§ Tâches à réaliser:
**a.** Mets à jour tout le passage du texte sur la Transfăgărășan allant de « Aujourd’hui, je vous » jusqu'à « Transfăgărășan est fermée. », en y remplaçant « panneau jaune » par « panneau orange ».
**b.** Extrais chaque ligne des entrées qui contient le mot « white », en tenant compte de la casse.

§ Texte source:
******

Par Jean-Philippe Thery

Transfăgără-pas-fun
La photo que je n'ai pas prise... (Crédit: https://transfagarasan.travel/en/)

Aujourd’hui, je vous parle de vacances ratées. Ou pas…

Je me suis rappelé la pub de la Peugeot 309 GTI 16.

On y voyait un panneau jaune "route barrée" posé sur l’asphalte impeccable d’une route filant vers l’horizon, avec pour commentaire la mention "privé de dessert". En ce qui me concerne, c’est une pancarte rouge portant l’inscription "DRUM ÎNCHIS" qui me signifie ma punition. Et même si mon roumain est encore très balbutiant, je comprends très vite que se confirme ce qu’on m’a annoncé la veille, mais auquel je refusais encore de croire dans un ultime sursaut de déni : la DN7C, qualifiée en 2009 de "meilleure route au monde" par les protagonistes de l’émission britannique Top Gear et plus connue comme Transfăgărășan est fermée.

6.000 tonnes de dynamite. C’est ce qu’il a fallu aux militaires dans lesquels l’infâme Ceaușescu avait trouvé une main d’œuvre bon marché pour construire les 90 kilomètres de cette véritable folie comptant rien moins que 830 ouvrages transversaux, 27 viaducs et ponts et 5 tunnels. Dans son délire mégalomaniaque, le "Génie des Carpates" comme se faisait appeler celui qui faisait alors régner la terreur sur son peuple, voulait ainsi s’assurer un accès rapide entre la Transylvanie et la Wallachie au cas où l’URSS aurait tenté une invasion comme celle perpétrée en Tchécoslovaquie en 1968.

Après des travaux effectués jusqu’à plus de 2.000 mètres d’altitude entre 1970 et 1974, ayant sans doute coûté beaucoup plus en vies humaines que les 40 morts officielles, naquit une route ressemblant à une succession de circuits, au profil de fait plus adapté à des GT sportives qu’à une colonne de blindés. A même de faire pâlir de jalousie le Col du Stelvio, le Mont Ventoux ou la Serra du Rio Rastro dans le sud du Brésil, ce véritable paradis pour amoureux de conduite dynamique peut aussi offrir un passage direct pour l’au-delà à ceux qui perdraient les freins et/ou la raison sur l’une des nombreuses portions dénuées de protection.

Pas de quoi me décourager pourtant, puisque la Transfăgărășan faisait partie du deal passé avec la douce et tendre avant qu’elle ne commande les billets sur le point com d’une célèbre compagnie low cost. Nous irions donc voir la demeure de Dracula et quelques-uns des 11.000 ours peuplant les forêts de Transylvanie en échange d’une journée de négo de courbes. Mais si on a bien visité le Château de Bran que la légende associe sans doute abusivement à l’affreux Vlad (celui du XVe siècle, pas l’actuel) et qu’on a effectivement vu les plantigrades derrière les grilles d’une fondation comme d’une planque en pleine forêt, je n’ai eu droit qu’à moins de 10% de la route en question dans sa partie nord, jusqu’à la fatidique signalisation. Pour faire bonne mesure, le téléphérique qui nous aurait au moins permis de prendre le paysage de haut était en panne. Et comme c’était décidément la semaine de la "loose" pour votre serviteur, tout ça s’est produit alors que deux jours auparavant, j’avais déjà dû renoncer à visiter la collection de Ion Țiriac, les 400 voitures réunies par le célèbre champion de tennis et homme d’affaire étant inaccessibles en raison de travaux de rénovation.

******

§ Entrées à traiter:

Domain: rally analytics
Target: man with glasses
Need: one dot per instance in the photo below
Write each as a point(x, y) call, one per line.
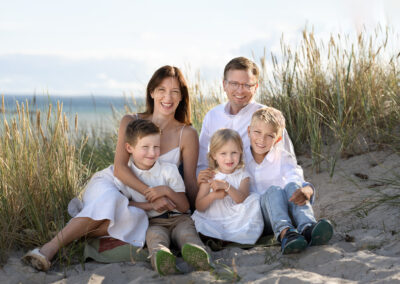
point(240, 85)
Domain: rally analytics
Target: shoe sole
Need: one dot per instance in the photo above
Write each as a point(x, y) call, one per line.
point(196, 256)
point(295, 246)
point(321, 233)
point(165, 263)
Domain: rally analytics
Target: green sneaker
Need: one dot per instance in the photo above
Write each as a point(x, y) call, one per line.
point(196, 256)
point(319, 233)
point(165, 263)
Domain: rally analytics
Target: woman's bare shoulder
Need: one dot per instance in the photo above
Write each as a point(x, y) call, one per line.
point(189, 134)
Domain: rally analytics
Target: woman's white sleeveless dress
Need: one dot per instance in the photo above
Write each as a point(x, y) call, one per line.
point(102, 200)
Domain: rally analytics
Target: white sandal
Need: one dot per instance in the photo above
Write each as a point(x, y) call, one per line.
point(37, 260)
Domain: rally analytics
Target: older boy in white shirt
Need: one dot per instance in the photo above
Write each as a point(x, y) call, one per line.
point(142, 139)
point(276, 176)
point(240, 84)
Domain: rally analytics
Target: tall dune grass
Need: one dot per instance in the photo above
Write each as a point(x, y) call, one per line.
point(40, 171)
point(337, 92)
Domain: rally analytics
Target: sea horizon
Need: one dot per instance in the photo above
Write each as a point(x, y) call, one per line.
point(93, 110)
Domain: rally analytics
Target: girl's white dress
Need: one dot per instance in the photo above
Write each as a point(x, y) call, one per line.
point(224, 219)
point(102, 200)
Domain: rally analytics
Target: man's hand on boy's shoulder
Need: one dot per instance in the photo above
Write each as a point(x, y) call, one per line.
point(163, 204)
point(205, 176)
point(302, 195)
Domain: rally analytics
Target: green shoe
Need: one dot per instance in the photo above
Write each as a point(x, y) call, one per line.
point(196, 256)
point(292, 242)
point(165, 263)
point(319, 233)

******

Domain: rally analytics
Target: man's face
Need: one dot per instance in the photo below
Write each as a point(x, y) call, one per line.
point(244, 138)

******

§ Réponses attendues:
**a.**
Aujourd’hui, je vous parle de vacances ratées. Ou pas…

Je me suis rappelé la pub de la Peugeot 309 GTI 16.

On y voyait un panneau orange "route barrée" posé sur l’asphalte impeccable d’une route filant vers l’horizon, avec pour commentaire la mention "privé de dessert". En ce qui me concerne, c’est une pancarte rouge portant l’inscription "DRUM ÎNCHIS" qui me signifie ma punition. Et même si mon roumain est encore très balbutiant, je comprends très vite que se confirme ce qu’on m’a annoncé la veille, mais auquel je refusais encore de croire dans un ultime sursaut de déni : la DN7C, qualifiée en 2009 de "meilleure route au monde" par les protagonistes de l’émission britannique Top Gear et plus connue comme Transfăgărășan est fermée.

**b.**
Target: woman's white sleeveless dress
Target: white sandal
Target: older boy in white shirt
Target: girl's white dress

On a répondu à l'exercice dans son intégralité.